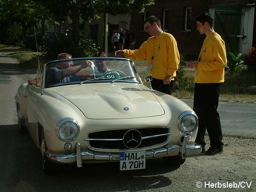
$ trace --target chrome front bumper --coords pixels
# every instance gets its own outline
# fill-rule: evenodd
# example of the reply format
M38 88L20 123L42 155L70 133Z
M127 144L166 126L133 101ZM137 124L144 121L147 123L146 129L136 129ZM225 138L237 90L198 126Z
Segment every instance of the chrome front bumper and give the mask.
M184 140L187 140L185 136ZM197 155L202 151L201 145L187 145L186 142L183 142L181 145L165 146L165 147L157 150L146 151L146 159L162 157L167 156L179 155L182 159L186 159L187 155ZM43 147L42 147L44 150ZM120 160L119 153L97 153L90 151L81 152L80 144L77 143L75 146L76 153L63 156L57 156L50 154L47 150L42 151L43 155L45 155L49 160L56 163L75 163L78 167L82 167L82 163L86 162L118 161ZM135 149L135 150L136 150Z

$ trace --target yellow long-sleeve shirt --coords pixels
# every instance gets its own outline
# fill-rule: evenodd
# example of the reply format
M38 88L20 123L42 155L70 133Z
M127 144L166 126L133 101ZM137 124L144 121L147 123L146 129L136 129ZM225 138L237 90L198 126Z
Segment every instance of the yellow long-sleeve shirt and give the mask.
M167 75L171 75L173 80L174 77L176 76L180 55L177 42L170 33L162 32L158 37L148 38L138 49L124 51L124 55L128 58L135 60L147 59L148 66L152 63L153 68L149 73L154 78L164 79Z
M203 41L198 61L196 83L224 82L224 69L227 63L225 42L214 31Z

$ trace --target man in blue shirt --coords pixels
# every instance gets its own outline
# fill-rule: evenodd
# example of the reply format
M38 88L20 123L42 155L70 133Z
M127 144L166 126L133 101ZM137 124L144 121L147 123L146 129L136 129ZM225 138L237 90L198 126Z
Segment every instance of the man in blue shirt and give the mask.
M72 59L72 56L68 53L60 53L57 59ZM69 82L79 81L78 76L75 74L82 69L91 67L92 63L85 61L81 65L72 66L72 61L59 62L56 66L47 70L47 84L48 85Z

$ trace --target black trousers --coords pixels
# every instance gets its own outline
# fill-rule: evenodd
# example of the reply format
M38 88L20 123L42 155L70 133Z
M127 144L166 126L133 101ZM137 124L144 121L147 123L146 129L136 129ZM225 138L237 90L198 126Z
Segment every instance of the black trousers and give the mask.
M151 81L152 88L155 90L158 91L168 94L171 94L173 81L171 81L169 84L164 85L164 81L162 79L153 78Z
M222 131L220 115L217 111L221 83L197 83L195 84L193 110L199 120L195 142L205 146L205 132L210 140L210 146L222 148Z

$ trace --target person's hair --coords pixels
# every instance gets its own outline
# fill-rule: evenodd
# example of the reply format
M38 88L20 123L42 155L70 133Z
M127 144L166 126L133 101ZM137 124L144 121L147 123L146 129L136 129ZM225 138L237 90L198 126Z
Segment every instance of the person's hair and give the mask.
M57 56L57 59L68 59L68 57L72 58L72 55L70 54L66 53L60 53Z
M154 22L155 22L158 26L160 28L161 28L161 22L160 22L160 20L158 20L155 16L150 16L148 17L144 21L144 24L146 23L147 22L149 23L151 25L153 25L153 23Z
M107 55L104 51L101 51L99 52L96 52L94 54L95 57L106 57Z
M204 13L199 15L196 18L196 21L199 21L203 24L207 22L211 27L212 27L213 25L213 18L212 17L211 14L208 13Z

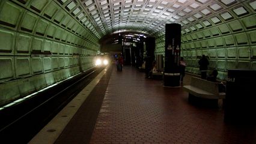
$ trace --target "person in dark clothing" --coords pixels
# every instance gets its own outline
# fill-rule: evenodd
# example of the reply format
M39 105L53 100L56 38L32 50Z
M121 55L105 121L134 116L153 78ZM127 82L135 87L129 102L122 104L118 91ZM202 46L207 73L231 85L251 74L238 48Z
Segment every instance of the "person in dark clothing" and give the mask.
M222 82L218 82L217 81L217 76L218 71L214 70L212 74L206 78L207 80L211 81L213 82L217 82L219 86L219 92L226 92L226 86Z
M208 65L209 61L204 55L202 55L202 58L199 60L198 64L200 65L199 70L201 71L201 78L206 79L207 76L207 72L208 69Z
M123 65L124 64L124 59L121 55L118 56L116 63L117 70L121 71L123 70Z
M217 76L218 71L214 70L212 74L209 77L206 77L206 80L213 82L217 82Z
M180 58L180 82L183 82L183 77L185 76L186 62L184 61L183 57Z

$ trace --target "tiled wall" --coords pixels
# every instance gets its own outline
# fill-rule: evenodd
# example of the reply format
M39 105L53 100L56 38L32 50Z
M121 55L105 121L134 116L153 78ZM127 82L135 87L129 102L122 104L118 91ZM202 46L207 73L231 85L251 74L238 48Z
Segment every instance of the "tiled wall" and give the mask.
M0 106L93 67L98 38L62 1L0 1Z
M256 14L251 1L237 3L228 11L233 17L222 19L221 14L206 17L181 28L181 54L187 64L186 71L200 74L198 61L203 54L208 56L210 70L217 69L218 78L225 80L232 68L256 70ZM233 10L243 7L246 13L237 15ZM215 23L212 17L219 17ZM206 26L203 22L210 23ZM165 53L165 35L156 40L155 54ZM210 70L209 70L209 73Z

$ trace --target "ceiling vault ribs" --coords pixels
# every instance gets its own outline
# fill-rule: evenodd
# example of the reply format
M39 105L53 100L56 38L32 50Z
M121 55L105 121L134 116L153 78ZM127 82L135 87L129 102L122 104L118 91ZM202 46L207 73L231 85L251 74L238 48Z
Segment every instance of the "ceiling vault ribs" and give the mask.
M166 23L181 25L182 34L253 14L253 0L58 0L75 2L85 14L81 23L98 38L122 30L141 31L160 37ZM79 2L78 2L78 1ZM75 8L69 13L73 13Z

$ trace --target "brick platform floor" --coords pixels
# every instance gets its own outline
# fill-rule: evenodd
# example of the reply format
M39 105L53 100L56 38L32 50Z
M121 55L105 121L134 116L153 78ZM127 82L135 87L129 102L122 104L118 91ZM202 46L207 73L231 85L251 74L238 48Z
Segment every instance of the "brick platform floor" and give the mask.
M134 67L113 68L90 143L256 143L254 127L225 124L223 109L191 105L187 96Z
——————
_REQUIRED WORK_
What comes back should match the records exactly, minus any pictures.

_SOLUTION TO THE PROBLEM_
$ trace --target chrome front bumper --coords pixels
# every instance gets its own outline
# fill-rule: evenodd
# example of the reply format
M38 88L20 123L42 155L70 133Z
M127 144L166 126L133 101ZM137 124L144 121L147 123L146 129L136 129ZM225 138L237 90L198 126Z
Segment every instance of the chrome front bumper and give the mask.
M184 140L187 140L185 136ZM197 155L202 151L201 145L187 145L186 142L183 142L181 145L165 146L165 147L157 150L146 151L146 159L162 157L167 156L179 155L182 159L186 159L187 155ZM43 147L42 147L44 150ZM120 160L119 153L97 153L90 151L81 152L80 144L77 143L75 146L76 153L63 156L57 156L50 154L47 150L42 151L43 155L45 155L49 160L56 163L75 163L78 167L82 167L82 163L86 162L118 161ZM135 149L135 150L136 150Z

$ trace --target yellow long-sleeve shirt --coords pixels
# every instance gets its own outline
# fill-rule: evenodd
# example of the reply format
M38 88L20 123L42 155L70 133Z
M127 144L166 126L133 101ZM137 124L144 121L147 123L146 129L136 129ZM225 138L237 90L198 126Z
Segment every instance of the yellow long-sleeve shirt and give the mask.
M167 75L171 75L173 80L174 77L176 76L180 55L177 42L170 33L162 32L158 37L148 38L138 49L124 51L124 55L128 58L135 60L147 59L148 66L152 63L153 68L149 73L154 78L164 79Z
M203 41L198 61L196 83L224 82L224 69L227 63L225 42L214 31Z

$ trace --target man in blue shirt --coords pixels
# every instance gets its own outline
# fill-rule: evenodd
# example of the reply format
M38 88L20 123L42 155L70 133Z
M127 144L166 126L133 101ZM137 124L144 121L147 123L146 129L136 129ZM225 138L237 90L198 126Z
Segment every instance of the man in blue shirt and give the mask.
M72 59L72 56L68 53L60 53L57 59ZM69 82L79 81L78 76L75 74L82 69L91 67L92 63L85 61L81 65L72 66L72 61L59 62L56 66L47 70L47 84L48 85Z

$ trace --target black trousers --coords pixels
# every instance gets its own outline
# fill-rule: evenodd
# example of the reply format
M38 88L20 123L42 155L70 133Z
M127 144L166 126L133 101ZM137 124L144 121L147 123L146 129L136 129ZM225 138L237 90L198 126Z
Segment every instance of the black trousers and give the mask.
M151 81L152 88L155 90L158 91L168 94L171 94L173 81L171 81L169 84L164 85L164 81L162 79L153 78Z
M222 131L220 115L217 111L221 83L197 83L195 84L193 110L199 120L195 142L205 146L205 132L210 140L210 146L222 148Z

$ trace --target person's hair --coords pixels
# every instance gets its own outline
# fill-rule: evenodd
# example of the reply format
M38 88L20 123L42 155L70 133Z
M127 144L166 126L133 101ZM137 124L144 121L147 123L146 129L136 129ZM225 138L237 90L198 126Z
Segment every instance of the person's hair and give the mask.
M57 56L57 59L68 59L68 57L72 58L72 55L70 54L66 53L60 53Z
M154 22L155 22L158 26L160 28L161 28L161 22L160 22L160 20L158 20L155 16L150 16L148 17L144 21L144 24L146 23L147 22L149 23L151 25L153 25L153 23Z
M107 55L104 51L101 51L99 52L96 52L94 54L95 57L106 57Z
M204 13L199 15L196 18L196 21L199 21L203 24L207 22L211 27L212 27L213 25L213 18L212 17L211 14L208 13Z

$ trace --target "person in dark clothing" --coords pixels
# every instance gets its own outline
# fill-rule: evenodd
# example of the reply format
M39 105L53 100L56 38L32 50Z
M121 55L105 121L134 116L153 78ZM127 82L135 87L129 102L122 104L118 91ZM202 46L207 73L231 85L251 74L238 48Z
Segment every instance of the "person in dark clothing" and give the mask.
M222 82L218 82L217 81L217 76L218 71L214 70L212 74L206 78L207 80L211 81L213 82L217 82L219 86L219 92L226 92L226 86Z
M208 65L209 61L204 55L202 55L202 58L199 60L198 64L200 65L199 70L201 71L201 78L206 79L207 76L207 72L208 69Z
M123 65L124 64L124 59L121 55L118 56L116 63L117 70L121 71L123 70Z
M217 76L218 71L214 70L212 74L209 77L206 77L206 80L213 82L217 82Z
M180 58L180 82L183 82L183 77L185 76L186 62L184 61L183 57Z

$ trace --target "tiled wall" --coords pixels
# every instance gets its own outline
# fill-rule: evenodd
# example of the reply format
M39 105L53 100L56 38L32 50Z
M121 55L105 121L134 116L153 78ZM127 82L135 87L129 102L122 104L118 91ZM202 46L207 73L231 85L251 74L238 48Z
Segment every instance of the "tiled wall" and give the mask.
M0 106L93 67L98 38L62 1L0 1Z
M256 14L251 1L237 3L228 11L233 17L222 19L221 14L206 17L181 28L181 54L187 64L186 71L200 74L198 61L203 54L208 56L210 70L217 69L218 78L225 80L232 68L256 70ZM233 10L243 7L246 13L237 15ZM215 23L212 17L219 17ZM206 26L203 22L210 23ZM165 53L165 35L156 40L155 54ZM210 70L209 70L209 73Z

$ trace --target "ceiling vault ribs" --coords pixels
# every instance gets its own outline
# fill-rule: evenodd
# example of the reply format
M39 105L53 100L56 38L32 50Z
M121 55L105 121L134 116L153 78ZM127 82L135 87L129 102L122 104L118 91ZM202 46L207 73L231 85L251 74L238 48Z
Segment every instance of the "ceiling vault ribs" and give the mask.
M166 23L181 25L182 34L253 14L253 0L58 0L75 2L85 14L81 23L98 38L122 30L141 31L160 37ZM79 2L78 2L78 1ZM75 8L69 13L73 13Z

$ trace --target "brick platform floor" --coords pixels
# every instance gets its own outline
# fill-rule: evenodd
# example of the reply format
M39 105L53 100L56 38L32 50Z
M121 55L105 121L134 116L153 78ZM127 82L135 87L129 102L122 104L118 91ZM202 46L207 73L231 85L251 74L238 48Z
Segment every instance of the "brick platform floor" and give the mask.
M134 67L113 68L90 143L256 143L254 127L225 124L223 109L191 105L187 96Z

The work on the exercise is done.